Provided data -
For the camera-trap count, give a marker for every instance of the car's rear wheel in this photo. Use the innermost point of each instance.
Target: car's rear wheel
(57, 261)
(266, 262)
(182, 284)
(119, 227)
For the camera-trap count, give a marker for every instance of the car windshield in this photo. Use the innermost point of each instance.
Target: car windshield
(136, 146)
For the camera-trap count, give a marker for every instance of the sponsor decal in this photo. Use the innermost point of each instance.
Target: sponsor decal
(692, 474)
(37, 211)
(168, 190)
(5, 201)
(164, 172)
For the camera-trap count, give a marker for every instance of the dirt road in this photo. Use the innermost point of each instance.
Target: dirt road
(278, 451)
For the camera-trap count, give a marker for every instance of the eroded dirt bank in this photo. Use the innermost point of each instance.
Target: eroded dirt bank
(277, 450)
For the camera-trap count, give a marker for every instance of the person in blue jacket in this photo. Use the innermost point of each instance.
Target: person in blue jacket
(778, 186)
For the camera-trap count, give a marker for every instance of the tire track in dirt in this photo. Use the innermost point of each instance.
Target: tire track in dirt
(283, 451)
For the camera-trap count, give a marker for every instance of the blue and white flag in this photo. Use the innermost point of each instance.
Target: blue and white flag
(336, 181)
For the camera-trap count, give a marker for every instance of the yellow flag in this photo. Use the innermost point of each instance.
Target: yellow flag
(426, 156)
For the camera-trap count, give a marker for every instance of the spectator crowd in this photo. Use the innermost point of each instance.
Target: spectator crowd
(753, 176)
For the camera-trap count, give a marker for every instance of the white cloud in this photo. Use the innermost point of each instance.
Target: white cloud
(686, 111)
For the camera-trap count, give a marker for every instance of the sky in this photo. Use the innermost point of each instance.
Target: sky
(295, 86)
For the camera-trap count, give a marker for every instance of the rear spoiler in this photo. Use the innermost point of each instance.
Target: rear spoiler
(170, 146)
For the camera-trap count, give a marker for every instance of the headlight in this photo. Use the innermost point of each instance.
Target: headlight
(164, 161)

What this task involves -
Considering only the material above, set down every line from the one with "of the spectator" to the one with "of the white", inclusive, exactly as written.

Exercise response -
For the camera-trap count, give a marker for every instance of the spectator crowd in this photo. Use the innermost point of each instance.
Target: spectator crowd
(753, 176)
For the camera-trap count, give a marker for every instance of the white cloud in this photo. Use the innermost point of each instance.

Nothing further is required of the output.